- **Page text**:
================================
Thirteen days ago, I lost my voice. At first, it was simply croaky, squeaky, and scratchy. By the next day, however, it was gone. Days of coughing and fever wore it away until there wasn’t any possibility of sounding more than a whisper. One week into my muteness at a second doctor’s visit, she proclaimed: “You may not get your voice back for two more weeks.”

I am discouraged and have canceled almost two weeks of counseling clients. I finally wrote to several of them by snail mail. Clients are responding with understanding and patience. Being mute has struck when I am within 32 hours of completing requirements for my counseling licensure. Yet I am helpless. My son has joked that I could make cards to hold up in sessions: How Does that Make you Feel?  If not for my ability to whisper this would be like living out a game of charades. I have proclaimed myself “The People Whisperer.”

Other Mutes

I am reminded of other mutes that I have read about or encountered. At first, I think of Zechariah, the priest father of John the Baptist. Zechariah was in unbelieving amazement when the Angel Gabriel announced to him that he would father a child in his old age. So the angel proclaimed, “And now you will be silent and not able to speak until the day this happens because you did not believe my words, which will come true at their proper time (Luke 1:20; NIV). Poor Zechariah spent about 10 or so months unable to speak aloud—a rough sentence for a priest.

I remember watching the Marx Brother’s in old movies. Harpo had that audacious red hair, weird long coat, and he got everyone’s attention by squeaking a bicycle horn that he carried. Harpo raced around doing outrageous things yet he could play a beautiful real harp. I am beginning to see the utility of having something like a bicycle horn to get others’ attention. The downside to muteness is a certain sense of vulnerability in the face of emergency or danger. Who would know if I was being attacked, or there was a fire or many other possibilities? Harpo’s horn would be a useful companion in the long term.
================================
- **Given data**:

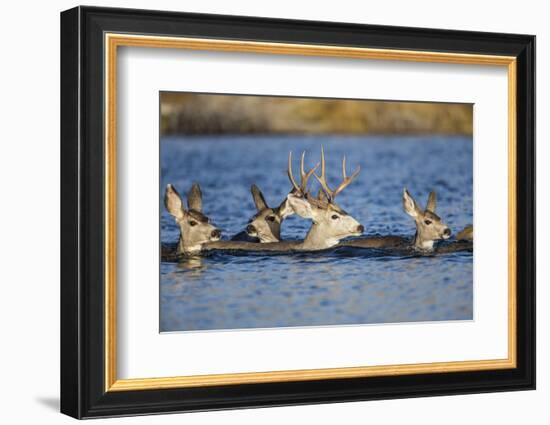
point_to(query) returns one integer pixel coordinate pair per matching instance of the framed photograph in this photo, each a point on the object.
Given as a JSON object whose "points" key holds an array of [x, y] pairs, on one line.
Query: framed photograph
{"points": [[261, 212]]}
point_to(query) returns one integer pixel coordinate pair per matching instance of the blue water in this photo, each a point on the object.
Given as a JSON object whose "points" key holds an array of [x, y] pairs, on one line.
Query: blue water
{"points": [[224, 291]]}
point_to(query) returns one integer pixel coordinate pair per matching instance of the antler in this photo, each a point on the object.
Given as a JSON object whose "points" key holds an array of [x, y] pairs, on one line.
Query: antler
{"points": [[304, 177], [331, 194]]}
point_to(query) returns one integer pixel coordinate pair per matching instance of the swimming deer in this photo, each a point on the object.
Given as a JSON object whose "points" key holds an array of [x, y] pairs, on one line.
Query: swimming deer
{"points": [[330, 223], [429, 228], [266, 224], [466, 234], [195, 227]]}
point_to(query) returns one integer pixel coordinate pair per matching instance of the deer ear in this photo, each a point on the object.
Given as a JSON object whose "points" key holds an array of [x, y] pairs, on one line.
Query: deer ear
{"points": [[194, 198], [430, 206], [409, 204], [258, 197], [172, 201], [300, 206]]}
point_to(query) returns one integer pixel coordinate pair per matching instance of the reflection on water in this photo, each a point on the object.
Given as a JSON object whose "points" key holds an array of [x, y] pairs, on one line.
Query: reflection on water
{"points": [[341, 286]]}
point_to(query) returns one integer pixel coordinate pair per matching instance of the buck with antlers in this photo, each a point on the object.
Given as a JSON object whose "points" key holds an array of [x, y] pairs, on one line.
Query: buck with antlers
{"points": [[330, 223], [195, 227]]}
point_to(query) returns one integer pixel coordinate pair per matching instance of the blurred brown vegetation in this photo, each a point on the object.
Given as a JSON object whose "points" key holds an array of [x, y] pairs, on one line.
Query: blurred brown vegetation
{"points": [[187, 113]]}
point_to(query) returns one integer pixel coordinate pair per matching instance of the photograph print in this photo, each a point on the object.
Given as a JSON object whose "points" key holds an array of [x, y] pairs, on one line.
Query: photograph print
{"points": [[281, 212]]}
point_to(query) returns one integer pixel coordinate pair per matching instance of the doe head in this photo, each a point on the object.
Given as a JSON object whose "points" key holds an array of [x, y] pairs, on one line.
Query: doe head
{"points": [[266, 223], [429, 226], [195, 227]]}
================================
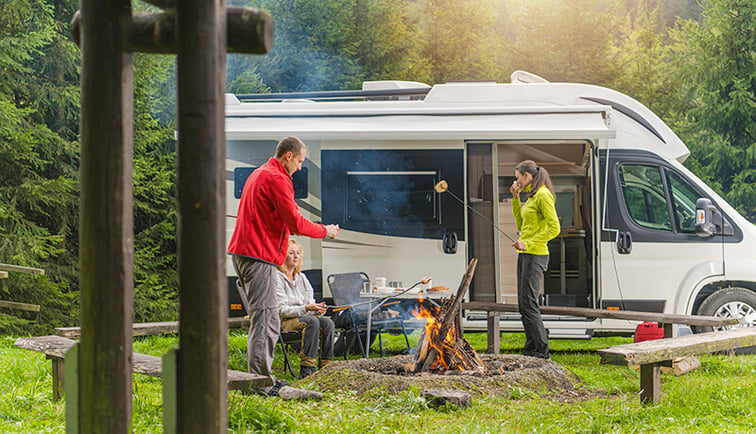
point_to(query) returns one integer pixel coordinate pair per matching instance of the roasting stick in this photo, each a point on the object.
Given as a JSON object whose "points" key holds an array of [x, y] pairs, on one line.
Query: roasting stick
================================
- **Tasks for this exercise**:
- A) Please collect every line of the entries that contains the string "buck", treating uppercase and lowercase as different.
- B) Carry on the essay about losing a voice, picking up right after its final sentence.

- **Per-task answers**:
- A)
point_to(query) returns one integer pixel coordinate pair per matching instance of the buck with antlers in this photo, each a point on the object.
Query: buck with antlers

- B)
Internal Peace

My own muteness has also given me a new sense of internal peace and freedom. I do not need to keep asking for things, explaining things, calling people, calling the dog, talking to myself. The dog is getting used to my whispers and pointing. My husband is now the one to carry the weight of conversations between us. I used to think of him as the quiet one so this is a switch in our identities. I am only required to nod and smile at neighbors or people in public, and I don’t feel compelled to phone relatives or friends.

Fasting from voice is a restful concept. What if everyone chose to be mute for one day each week, or part of one day? I have attended silent retreats before but it was with the knowledge that I could speak at any time if needed. Somehow I don’t even feel the need to fill up the air with radio, music, or TV as much as when I could speak. I am more content to take quiet naps, read a little, or quietly write e-mail letters as I recover.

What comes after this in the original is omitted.